--- TEXTO DO DOCUMENTO ---
Penso, por exemplo, que este projeto do Pontifício Conselho para a Cultura, o Átrio dos Gentios, é uma forma emblemática e icónica de dizer «não tenham medo», e perceber que pessoas com perspetivas e experiências de vida diferentes podem ser complementares, e não necessariamente rivais. O que o cristianismo traz ao mundo não é alguma coisa que destrói o mundo - «Deus amou de tal maneira o mundo que lhe deu o seu próprio Filho». O cristianismo é a alma do mundo, é chamado a trazer um suplemento de espírito ao mundo, a alargar a esperança do homem e da cultura.
---
* RESPONDA AO SEGUINTE:
• a. Responda, com base no texto sobre o Átrio dos Gentios:
(i) De que organismo é projeto o Átrio dos Gentios?
(ii) Que frase entre aspas se cita logo após afirmar que o cristianismo não destrói o mundo?
(iii) Segundo o texto, o cristianismo é chamado a trazer ao mundo um suplemento de quê?
• b. Transcreva do texto sobre o Átrio dos Gentios o trecho que começa em "Penso, por exemplo, que" e termina em "e da cultura.".
--- DADOS FORNECIDOS ---
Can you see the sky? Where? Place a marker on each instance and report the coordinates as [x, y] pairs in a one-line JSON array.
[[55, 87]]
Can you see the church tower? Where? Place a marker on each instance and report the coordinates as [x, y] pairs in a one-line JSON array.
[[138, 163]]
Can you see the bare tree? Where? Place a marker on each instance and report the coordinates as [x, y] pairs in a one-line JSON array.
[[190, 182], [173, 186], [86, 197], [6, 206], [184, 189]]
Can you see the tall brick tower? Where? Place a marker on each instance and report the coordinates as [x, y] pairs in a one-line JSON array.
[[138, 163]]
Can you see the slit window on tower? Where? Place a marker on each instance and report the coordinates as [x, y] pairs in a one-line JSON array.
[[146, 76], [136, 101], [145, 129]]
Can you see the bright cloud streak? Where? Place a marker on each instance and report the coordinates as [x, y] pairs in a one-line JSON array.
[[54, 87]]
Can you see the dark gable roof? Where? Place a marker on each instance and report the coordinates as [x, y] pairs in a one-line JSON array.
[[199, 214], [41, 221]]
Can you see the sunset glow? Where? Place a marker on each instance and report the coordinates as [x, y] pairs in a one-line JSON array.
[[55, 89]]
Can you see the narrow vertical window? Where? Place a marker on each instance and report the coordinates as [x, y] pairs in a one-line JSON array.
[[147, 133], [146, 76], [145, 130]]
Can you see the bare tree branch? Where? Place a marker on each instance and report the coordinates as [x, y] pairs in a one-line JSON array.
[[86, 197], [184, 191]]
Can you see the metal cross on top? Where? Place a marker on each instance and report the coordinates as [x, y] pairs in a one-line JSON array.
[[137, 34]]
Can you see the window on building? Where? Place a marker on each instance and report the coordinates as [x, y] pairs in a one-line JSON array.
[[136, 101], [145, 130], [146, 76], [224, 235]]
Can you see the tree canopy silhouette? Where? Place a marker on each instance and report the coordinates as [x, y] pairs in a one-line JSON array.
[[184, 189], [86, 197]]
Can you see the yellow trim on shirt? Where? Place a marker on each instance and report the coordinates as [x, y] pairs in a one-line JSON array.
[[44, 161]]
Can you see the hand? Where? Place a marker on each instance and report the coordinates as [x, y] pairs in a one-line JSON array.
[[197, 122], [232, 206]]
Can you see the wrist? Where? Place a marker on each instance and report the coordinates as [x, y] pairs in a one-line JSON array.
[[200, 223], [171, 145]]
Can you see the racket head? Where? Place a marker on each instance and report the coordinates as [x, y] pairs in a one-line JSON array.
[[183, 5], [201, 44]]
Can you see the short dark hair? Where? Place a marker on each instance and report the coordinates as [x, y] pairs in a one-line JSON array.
---
* SOLUÇÕES DAS TAREFAS:
• a.
(i) Do Pontifício Conselho para a Cultura.
(ii) «Deus amou de tal maneira o mundo que lhe deu o seu próprio Filho».
(iii) De espírito.

• b.
Penso, por exemplo, que este projeto do Pontifício Conselho para a Cultura, o Átrio dos Gentios, é uma forma emblemática e icónica de dizer «não tenham medo», e perceber que pessoas com perspetivas e experiências de vida diferentes podem ser complementares, e não necessariamente rivais. O que o cristianismo traz ao mundo não é alguma coisa que destrói o mundo - «Deus amou de tal maneira o mundo que lhe deu o seu próprio Filho». O cristianismo é a alma do mundo, é chamado a trazer um suplemento de espírito ao mundo, a alargar a esperança do homem e da cultura.